#### Document section:
Congratulations on your assignment as Foreign Area Officer (FAO)! You are setting out upon not only the “path less traveled,” but an engaging professional field, highly respected by senior Army, Joint, and interagency leaders, as well as international partners. Your predecessors have experienced compelling and rewarding opportunities with unique experiences (often with their families) in exotic lands, resulting in fantastic stories and unprecedented occasions for professional and personal growth. Your hallmark will be Winston Churchill’s quote “There is only one thing worse than fighting with allies and that is fighting without them.” Your autonomy and oversized ability to make a significant difference are unequalled and a rewarding trade-off to time spent away from our homeland, friends, and peers. Your position will most often be laden with immeasurable responsibility but little structured authority. Unlike your previous military experience, you will often find yourself with no field manuals or detailed instructions and lacking informal peer lifelines. In light of the above, allow me to share solid practices gleaned from campfire discussions with accomplished seniors and peers, with more than a dollop of personal scar tissue.

#### The problem:
For each statement, answer yes or no according to the passage welcoming new Foreign Area Officers, and quote the exact words of the passage that decide it. 1. The position usually comes with a great deal of structured authority. 2. The advice shared comes partly from discussions with accomplished seniors and peers. 3. Officers can expect field manuals and detailed instructions to guide them. The data that comes next isn't needed.

#### Raw data:
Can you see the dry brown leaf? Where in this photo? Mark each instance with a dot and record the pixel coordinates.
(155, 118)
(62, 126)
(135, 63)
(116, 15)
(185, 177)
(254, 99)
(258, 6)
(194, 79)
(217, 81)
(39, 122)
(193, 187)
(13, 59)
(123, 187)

#### Reply:
1. No: "laden with immeasurable responsibility but little structured authority."
2. Yes: "solid practices gleaned from campfire discussions with accomplished seniors and peers"
3. No: "you will often find yourself with no field manuals or detailed instructions"